>>
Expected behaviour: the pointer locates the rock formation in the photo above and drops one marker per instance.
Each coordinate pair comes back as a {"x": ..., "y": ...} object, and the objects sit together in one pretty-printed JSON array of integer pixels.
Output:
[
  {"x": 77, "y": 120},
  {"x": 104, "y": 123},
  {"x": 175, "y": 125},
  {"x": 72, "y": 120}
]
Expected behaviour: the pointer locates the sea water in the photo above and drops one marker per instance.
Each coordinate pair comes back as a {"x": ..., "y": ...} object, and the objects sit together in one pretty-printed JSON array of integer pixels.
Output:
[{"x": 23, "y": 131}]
<<
> [WHAT TO WORK ON]: Return every line of the listing above verbatim, with no changes to wording, spacing, or order.

> [OUTPUT FOR THIS TASK]:
Expected behaviour: the pointer locates the rock formation in the photo above and drops one marker per instance.
Each coordinate pair comes back as a {"x": ..., "y": ...} object, and the objects sit together in one pretty-printed JSON array of integer pixels.
Output:
[
  {"x": 77, "y": 120},
  {"x": 104, "y": 123},
  {"x": 175, "y": 125},
  {"x": 72, "y": 120}
]
Expected behaviour: the pointer locates the sea water in the photo above and drops one marker per instance.
Each coordinate pair comes back as a {"x": ..., "y": ...} object, and the objects sit together in one pretty-printed JSON array of integer pixels.
Output:
[{"x": 23, "y": 131}]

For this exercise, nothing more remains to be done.